→ **任務說明**
續寫下方關於引力波探測的文字,從其最後一句之後接著往下寫。

→ **給定文本**

用雷射干涉方法或許可以探測這個雙星系統的引力波。自1974年,泰勒(JosephHootonTaylor)和赫爾斯(RussellAlanHulse)和對這個雙星系統的軌道進行了長時間的觀測,在1980年,他們也是採用精密的射電儀器,由實驗行到觀察值為(3.2±0.01)×10^-12,與理論計算值在誤差範圍內正好符合。這可以說是引力波的第一個定量證據。泰勒和赫爾斯也因這項工作於1993年榮獲諾貝爾物理學獎。
2012年12月,中國科學院地質與地球物理研究所湯克雲研究員領銜的科學組,在實施多次日食期間的固體潮觀測後,發現現行地球固體潮公式實際上暗含著引力場以光速傳播的假定,從而提出用固體潮測量引力傳播速度的方法。最終獲得全球“引力場以光速傳播”的第一個觀測證據。
精確測量
1991年,麻省理工學院與加州理工學院在美國國家科學基金會(NSF)的資助下,開始聯合建設“雷射干涉引力波天文台”(LIGO)。LIGO的主要部分是兩個互相垂直的干涉臂,臂長均為4000米。在兩臂交會處,從雷射光源發出的光束被一分為二,分別進入互相垂直並保持超真空狀態的兩空心圓柱體內,然後被終端的鏡面反射回原出發點,並在那裡發生干涉。若有引力波通過,便會引起時空變形,一臂的長度會略為變長而另一臂的長度則略為縮短,這樣就會造成光程差發生變化,因此雷射干涉條紋就會發生相應的變化。

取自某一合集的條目
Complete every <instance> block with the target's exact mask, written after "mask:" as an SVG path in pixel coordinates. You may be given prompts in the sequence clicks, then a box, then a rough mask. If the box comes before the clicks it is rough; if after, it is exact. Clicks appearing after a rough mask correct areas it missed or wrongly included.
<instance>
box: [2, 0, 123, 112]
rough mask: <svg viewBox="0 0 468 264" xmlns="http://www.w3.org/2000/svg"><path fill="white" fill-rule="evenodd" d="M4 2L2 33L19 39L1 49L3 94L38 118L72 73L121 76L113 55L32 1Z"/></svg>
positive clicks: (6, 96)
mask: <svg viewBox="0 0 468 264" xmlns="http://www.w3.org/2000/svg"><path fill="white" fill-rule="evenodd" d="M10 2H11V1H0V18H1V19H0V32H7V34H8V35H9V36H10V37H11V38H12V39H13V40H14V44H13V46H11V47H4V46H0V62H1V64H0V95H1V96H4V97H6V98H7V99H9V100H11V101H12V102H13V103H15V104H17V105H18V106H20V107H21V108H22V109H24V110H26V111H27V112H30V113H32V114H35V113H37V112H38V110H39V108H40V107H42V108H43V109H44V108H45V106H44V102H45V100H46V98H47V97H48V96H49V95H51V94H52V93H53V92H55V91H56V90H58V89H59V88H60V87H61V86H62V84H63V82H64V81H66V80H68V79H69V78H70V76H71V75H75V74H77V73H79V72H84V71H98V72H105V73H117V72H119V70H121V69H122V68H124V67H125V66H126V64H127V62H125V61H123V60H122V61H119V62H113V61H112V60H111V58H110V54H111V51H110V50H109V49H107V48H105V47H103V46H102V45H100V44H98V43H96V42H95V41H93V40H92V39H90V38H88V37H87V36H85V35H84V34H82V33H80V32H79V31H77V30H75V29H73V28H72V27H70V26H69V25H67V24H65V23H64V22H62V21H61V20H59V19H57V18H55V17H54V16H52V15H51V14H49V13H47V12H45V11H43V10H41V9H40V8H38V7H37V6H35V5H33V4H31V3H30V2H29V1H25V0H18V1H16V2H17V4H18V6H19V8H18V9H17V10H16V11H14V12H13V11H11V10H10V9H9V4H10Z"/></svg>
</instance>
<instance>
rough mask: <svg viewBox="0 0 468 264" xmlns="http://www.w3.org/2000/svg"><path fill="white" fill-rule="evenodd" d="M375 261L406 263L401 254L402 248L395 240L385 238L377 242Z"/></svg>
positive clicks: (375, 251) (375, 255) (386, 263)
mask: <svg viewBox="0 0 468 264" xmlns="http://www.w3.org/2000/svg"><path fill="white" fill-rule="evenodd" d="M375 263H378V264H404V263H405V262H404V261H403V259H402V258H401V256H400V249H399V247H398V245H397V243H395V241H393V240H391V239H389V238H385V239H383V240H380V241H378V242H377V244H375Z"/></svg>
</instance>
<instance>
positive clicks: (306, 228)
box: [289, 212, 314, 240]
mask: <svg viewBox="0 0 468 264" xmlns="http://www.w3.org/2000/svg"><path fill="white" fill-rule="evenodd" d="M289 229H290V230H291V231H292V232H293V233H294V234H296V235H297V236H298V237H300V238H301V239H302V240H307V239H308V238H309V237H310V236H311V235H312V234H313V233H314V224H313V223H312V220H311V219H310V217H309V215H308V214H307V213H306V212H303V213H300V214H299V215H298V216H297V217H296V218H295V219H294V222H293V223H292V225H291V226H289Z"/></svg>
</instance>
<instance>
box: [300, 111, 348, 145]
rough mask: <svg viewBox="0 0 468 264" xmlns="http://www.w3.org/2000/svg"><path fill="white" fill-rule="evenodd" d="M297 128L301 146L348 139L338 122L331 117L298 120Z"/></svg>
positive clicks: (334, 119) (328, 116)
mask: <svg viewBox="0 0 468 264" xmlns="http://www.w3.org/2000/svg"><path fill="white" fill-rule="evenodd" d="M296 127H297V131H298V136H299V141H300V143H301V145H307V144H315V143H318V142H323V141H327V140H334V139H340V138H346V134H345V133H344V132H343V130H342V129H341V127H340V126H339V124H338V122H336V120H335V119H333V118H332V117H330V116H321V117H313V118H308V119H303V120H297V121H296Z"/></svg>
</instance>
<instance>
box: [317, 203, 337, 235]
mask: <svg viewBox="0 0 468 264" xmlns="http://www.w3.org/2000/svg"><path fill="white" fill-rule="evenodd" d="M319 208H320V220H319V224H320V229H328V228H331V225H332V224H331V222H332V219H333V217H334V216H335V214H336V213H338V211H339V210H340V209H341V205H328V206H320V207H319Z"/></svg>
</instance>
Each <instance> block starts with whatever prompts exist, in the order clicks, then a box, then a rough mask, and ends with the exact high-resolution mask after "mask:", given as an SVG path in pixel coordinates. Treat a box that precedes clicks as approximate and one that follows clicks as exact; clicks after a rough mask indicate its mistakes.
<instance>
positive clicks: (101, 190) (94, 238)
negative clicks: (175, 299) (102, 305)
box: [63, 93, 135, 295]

→ **預期輸出**
LIGO從2003年開始收集數據。它是全世界最大的、靈敏度最高的引力波探測所。而全世界共有4個引力波探測器,兩個探測器部署在華盛頓州漢福德市,一個探測器部署在路易斯安那州利文斯頓市。另外一個探測器位於義大利Cascina地區,是VIRGO計畫的一部分。
這兩套LIGO干涉儀在一起工作構成一個觀測所。這是因為雷射強度的微小變化、微弱地震和其它干擾都可能看起來像引力波信號,如果是此類干擾信號,其記錄將只出現在一台干涉儀中,而真正的引力波信號則會被兩台干涉儀同時記錄。此外,對引力波的檢測需要極其高的技術條件:比如隔離真空、隔離振動等。隔離振動包括外部環境致使的振動和內部設備引起的振動。所以,科學家可以對二個地點所記錄的數據進行比較得知哪個信號是噪聲。
直接探測
2016年2月11日,LIGO宣布,於2015年9月14日首次探測到引力波,證實了愛因斯坦100年前所做的預測,直接探測到引力波的存在,彌補了愛因斯坦廣義相對論實驗驗證中最後一塊缺失的“拼圖”。科學家花費數個月時間驗證數據並通過審查程式,才宣布這個訊息,標誌著全球各地研究團隊數十年努力的最高潮。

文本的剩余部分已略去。